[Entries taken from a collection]

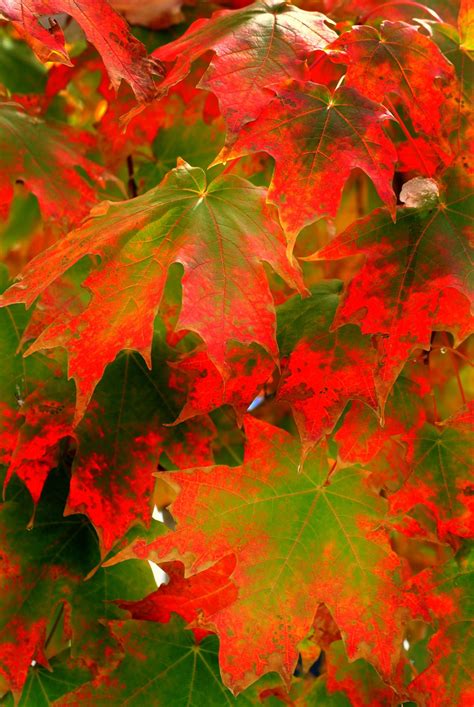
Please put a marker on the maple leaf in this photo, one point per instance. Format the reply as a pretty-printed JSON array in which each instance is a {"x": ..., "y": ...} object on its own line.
[
  {"x": 317, "y": 137},
  {"x": 397, "y": 59},
  {"x": 358, "y": 680},
  {"x": 162, "y": 665},
  {"x": 113, "y": 484},
  {"x": 438, "y": 477},
  {"x": 46, "y": 685},
  {"x": 361, "y": 436},
  {"x": 43, "y": 564},
  {"x": 219, "y": 232},
  {"x": 447, "y": 595},
  {"x": 254, "y": 47},
  {"x": 409, "y": 269},
  {"x": 123, "y": 55},
  {"x": 94, "y": 603},
  {"x": 267, "y": 512},
  {"x": 322, "y": 370},
  {"x": 250, "y": 370},
  {"x": 19, "y": 380},
  {"x": 194, "y": 598},
  {"x": 39, "y": 155}
]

_DO THIS:_
Return each line exactly as written. Any picture gets left out.

_THE ANSWER:_
Please put a marker on the maple leaf in this photo, one point per instance. Format the reply as a pretty-printed JSON array in which each instance is a {"x": ..., "y": ...} object on its own line.
[
  {"x": 317, "y": 137},
  {"x": 397, "y": 59},
  {"x": 358, "y": 680},
  {"x": 162, "y": 665},
  {"x": 113, "y": 484},
  {"x": 438, "y": 477},
  {"x": 46, "y": 685},
  {"x": 361, "y": 436},
  {"x": 43, "y": 564},
  {"x": 219, "y": 232},
  {"x": 447, "y": 595},
  {"x": 254, "y": 47},
  {"x": 409, "y": 269},
  {"x": 123, "y": 55},
  {"x": 94, "y": 603},
  {"x": 267, "y": 512},
  {"x": 322, "y": 370},
  {"x": 250, "y": 370},
  {"x": 19, "y": 380},
  {"x": 194, "y": 598},
  {"x": 39, "y": 155}
]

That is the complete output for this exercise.